[Start of section]

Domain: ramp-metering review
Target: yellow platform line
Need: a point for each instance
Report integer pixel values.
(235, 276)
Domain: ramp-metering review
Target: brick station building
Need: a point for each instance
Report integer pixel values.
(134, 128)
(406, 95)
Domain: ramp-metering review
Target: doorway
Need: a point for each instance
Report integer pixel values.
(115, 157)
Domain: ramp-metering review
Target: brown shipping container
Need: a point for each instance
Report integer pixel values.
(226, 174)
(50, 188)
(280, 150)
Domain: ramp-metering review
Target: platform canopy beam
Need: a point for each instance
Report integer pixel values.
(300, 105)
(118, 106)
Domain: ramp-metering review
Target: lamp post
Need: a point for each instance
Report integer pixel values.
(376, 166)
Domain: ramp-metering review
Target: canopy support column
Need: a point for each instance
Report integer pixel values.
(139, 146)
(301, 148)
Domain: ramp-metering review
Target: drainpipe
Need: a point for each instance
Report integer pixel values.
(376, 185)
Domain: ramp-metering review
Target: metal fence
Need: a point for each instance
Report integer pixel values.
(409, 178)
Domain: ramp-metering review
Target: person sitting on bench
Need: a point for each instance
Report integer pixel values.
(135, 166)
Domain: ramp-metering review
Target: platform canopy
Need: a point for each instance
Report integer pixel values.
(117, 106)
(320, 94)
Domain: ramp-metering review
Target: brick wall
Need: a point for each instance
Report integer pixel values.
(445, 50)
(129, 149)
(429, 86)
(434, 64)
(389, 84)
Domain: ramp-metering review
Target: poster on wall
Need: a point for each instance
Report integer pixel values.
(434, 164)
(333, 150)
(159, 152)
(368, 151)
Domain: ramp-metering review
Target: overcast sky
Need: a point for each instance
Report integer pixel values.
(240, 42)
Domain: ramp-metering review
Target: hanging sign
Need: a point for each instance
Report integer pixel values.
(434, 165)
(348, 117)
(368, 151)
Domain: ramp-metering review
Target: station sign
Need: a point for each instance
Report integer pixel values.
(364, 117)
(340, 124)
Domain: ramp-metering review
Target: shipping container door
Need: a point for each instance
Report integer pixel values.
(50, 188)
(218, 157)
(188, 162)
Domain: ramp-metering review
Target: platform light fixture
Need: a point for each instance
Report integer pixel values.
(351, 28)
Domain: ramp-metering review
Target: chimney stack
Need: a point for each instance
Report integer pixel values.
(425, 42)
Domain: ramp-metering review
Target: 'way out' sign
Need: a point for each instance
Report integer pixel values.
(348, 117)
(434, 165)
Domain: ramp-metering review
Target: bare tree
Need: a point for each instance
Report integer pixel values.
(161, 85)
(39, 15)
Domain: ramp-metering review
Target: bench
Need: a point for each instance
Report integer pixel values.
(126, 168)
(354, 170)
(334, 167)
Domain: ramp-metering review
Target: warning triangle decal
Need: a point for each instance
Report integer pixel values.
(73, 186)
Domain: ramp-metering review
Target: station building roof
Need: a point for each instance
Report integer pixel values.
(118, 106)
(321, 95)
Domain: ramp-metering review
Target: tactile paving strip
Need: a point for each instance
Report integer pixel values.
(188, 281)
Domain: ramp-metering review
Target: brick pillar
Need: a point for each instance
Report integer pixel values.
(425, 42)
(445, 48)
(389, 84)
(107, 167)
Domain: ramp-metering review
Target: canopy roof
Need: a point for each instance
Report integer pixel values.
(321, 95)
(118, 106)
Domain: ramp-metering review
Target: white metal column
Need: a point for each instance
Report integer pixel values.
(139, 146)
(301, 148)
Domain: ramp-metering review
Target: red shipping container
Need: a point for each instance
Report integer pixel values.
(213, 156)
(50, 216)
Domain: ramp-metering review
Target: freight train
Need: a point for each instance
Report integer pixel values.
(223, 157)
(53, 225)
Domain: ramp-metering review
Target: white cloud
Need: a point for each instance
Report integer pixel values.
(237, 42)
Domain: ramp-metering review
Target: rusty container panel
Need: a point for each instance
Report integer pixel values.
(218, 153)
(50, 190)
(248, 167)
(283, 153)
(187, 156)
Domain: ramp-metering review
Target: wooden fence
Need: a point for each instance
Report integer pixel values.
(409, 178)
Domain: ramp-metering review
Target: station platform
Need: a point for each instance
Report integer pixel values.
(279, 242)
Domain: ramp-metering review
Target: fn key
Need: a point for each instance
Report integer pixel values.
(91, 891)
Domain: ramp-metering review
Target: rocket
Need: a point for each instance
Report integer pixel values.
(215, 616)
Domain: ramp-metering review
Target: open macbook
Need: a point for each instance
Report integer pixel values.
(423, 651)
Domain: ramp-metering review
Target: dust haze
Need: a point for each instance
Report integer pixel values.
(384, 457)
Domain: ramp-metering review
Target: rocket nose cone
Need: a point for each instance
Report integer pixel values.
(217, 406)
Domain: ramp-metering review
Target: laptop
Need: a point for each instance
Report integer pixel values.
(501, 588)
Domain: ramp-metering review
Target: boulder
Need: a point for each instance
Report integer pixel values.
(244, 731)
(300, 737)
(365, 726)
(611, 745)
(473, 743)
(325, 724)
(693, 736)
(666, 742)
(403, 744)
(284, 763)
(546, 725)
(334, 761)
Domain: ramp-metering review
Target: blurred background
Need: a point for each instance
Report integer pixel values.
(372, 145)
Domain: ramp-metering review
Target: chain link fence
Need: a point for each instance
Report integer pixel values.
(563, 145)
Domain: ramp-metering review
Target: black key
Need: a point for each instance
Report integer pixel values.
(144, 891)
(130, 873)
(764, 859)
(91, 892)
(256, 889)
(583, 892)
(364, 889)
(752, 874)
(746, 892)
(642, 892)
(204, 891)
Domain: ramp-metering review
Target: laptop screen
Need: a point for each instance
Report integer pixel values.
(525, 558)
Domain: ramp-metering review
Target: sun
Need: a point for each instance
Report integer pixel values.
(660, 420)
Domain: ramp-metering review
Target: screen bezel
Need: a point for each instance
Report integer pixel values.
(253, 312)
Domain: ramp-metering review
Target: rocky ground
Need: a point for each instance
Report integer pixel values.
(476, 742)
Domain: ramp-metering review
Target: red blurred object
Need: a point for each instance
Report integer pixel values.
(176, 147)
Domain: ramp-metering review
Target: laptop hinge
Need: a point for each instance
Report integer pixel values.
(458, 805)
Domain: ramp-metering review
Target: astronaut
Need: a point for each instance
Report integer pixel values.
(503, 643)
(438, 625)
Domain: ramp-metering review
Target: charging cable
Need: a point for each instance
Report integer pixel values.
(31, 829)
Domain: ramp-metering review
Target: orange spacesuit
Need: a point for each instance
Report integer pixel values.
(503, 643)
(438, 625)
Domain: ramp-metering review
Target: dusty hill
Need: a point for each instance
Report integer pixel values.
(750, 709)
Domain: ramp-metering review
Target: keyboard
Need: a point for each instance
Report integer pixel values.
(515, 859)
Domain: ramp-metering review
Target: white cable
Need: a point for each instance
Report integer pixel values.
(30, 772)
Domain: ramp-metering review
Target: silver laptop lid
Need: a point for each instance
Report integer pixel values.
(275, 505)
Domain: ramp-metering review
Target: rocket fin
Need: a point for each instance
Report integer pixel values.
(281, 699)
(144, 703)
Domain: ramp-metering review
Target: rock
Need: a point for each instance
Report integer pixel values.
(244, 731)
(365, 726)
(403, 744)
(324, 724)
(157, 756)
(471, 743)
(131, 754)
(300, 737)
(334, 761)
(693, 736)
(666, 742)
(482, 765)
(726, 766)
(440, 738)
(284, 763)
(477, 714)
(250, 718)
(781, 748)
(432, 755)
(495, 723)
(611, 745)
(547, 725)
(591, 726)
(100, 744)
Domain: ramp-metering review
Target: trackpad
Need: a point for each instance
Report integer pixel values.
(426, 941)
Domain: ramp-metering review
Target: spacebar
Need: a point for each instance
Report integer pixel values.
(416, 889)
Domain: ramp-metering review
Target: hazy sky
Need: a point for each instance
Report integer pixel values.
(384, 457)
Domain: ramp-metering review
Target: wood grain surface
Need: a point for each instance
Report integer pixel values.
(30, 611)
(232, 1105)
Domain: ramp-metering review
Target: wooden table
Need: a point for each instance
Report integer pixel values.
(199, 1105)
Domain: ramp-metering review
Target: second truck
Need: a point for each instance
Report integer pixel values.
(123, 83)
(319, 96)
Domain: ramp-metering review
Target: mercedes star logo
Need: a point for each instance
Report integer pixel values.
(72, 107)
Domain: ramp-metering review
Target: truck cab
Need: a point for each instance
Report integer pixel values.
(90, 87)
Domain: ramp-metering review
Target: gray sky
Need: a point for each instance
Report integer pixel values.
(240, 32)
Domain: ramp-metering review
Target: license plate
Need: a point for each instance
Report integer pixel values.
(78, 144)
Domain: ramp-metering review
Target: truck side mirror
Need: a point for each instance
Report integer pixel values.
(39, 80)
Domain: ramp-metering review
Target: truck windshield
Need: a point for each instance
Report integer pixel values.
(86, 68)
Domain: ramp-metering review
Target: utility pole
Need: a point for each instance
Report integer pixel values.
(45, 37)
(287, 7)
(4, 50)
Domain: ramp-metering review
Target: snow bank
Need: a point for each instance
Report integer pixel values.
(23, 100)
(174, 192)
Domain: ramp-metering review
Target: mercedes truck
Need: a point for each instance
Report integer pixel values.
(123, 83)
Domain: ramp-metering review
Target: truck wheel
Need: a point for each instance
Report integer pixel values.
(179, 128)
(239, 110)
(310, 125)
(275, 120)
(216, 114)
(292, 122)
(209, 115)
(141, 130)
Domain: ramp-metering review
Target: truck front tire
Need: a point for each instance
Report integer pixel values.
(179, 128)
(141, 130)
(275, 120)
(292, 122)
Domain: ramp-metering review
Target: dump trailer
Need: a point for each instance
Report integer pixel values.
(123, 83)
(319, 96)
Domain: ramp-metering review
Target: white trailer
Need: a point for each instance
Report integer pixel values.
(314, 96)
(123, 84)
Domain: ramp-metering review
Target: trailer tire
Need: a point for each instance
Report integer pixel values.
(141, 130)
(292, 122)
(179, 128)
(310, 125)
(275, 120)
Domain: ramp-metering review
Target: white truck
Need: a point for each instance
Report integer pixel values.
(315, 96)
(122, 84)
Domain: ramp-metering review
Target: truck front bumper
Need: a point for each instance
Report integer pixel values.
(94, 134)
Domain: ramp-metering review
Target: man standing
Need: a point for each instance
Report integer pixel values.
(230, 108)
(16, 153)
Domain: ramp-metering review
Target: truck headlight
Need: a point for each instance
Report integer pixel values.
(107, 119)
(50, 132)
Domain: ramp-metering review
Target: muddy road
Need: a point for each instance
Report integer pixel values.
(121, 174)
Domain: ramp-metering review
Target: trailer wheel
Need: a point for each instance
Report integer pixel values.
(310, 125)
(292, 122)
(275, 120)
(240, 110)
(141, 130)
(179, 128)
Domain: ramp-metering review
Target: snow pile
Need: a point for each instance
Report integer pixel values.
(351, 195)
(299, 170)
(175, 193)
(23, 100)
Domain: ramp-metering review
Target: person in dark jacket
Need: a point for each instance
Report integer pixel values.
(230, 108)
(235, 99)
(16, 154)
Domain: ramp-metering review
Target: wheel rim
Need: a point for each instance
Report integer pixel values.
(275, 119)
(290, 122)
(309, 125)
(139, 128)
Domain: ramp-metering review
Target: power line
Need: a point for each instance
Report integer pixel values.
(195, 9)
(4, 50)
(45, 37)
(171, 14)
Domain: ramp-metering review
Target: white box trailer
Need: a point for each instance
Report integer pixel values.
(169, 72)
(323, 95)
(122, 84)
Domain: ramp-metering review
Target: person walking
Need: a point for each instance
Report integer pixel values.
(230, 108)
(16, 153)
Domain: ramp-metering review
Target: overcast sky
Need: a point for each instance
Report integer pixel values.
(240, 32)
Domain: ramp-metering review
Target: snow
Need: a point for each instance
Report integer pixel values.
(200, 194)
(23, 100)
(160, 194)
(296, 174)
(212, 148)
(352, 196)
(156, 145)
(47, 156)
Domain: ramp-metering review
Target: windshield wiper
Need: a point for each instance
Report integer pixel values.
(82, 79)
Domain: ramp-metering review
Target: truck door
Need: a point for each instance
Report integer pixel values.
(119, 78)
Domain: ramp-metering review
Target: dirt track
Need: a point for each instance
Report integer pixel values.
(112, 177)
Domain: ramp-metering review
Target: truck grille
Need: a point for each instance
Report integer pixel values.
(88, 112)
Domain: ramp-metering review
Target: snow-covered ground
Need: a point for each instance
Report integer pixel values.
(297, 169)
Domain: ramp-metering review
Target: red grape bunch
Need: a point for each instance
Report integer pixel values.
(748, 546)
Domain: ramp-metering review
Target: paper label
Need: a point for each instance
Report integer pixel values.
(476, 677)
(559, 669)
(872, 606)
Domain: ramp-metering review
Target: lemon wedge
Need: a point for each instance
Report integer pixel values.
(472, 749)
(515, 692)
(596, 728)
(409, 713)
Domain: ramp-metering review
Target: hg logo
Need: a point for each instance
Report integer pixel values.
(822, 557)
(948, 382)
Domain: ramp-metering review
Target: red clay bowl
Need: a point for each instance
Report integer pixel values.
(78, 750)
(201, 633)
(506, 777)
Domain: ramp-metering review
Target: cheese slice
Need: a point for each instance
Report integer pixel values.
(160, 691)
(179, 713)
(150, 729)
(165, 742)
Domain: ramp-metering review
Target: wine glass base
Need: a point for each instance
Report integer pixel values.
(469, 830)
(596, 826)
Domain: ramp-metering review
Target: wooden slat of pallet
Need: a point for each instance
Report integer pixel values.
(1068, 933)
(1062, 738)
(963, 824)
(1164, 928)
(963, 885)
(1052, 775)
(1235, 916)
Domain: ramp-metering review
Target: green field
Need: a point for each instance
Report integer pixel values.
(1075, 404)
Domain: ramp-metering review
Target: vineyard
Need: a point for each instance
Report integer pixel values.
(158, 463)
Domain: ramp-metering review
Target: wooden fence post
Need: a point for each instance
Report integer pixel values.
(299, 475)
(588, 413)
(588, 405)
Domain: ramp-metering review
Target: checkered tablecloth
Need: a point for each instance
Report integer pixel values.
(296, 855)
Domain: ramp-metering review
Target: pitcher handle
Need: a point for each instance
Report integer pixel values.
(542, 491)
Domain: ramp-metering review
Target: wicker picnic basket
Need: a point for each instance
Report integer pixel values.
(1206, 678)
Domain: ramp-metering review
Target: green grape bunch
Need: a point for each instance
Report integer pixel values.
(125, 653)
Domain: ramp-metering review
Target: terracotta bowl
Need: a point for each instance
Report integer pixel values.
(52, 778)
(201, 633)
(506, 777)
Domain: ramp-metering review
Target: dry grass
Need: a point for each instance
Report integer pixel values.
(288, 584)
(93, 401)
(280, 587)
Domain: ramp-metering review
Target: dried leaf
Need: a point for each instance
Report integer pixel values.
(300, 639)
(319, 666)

[End of section]

• **WHAT THE TASK REQUIRES**: Find the word "station" in the listing above. Copy each line where it appears.

• **RESULT OF THE TASK**:
Target: brick station building
Target: station sign
Target: station building roof
Target: station platform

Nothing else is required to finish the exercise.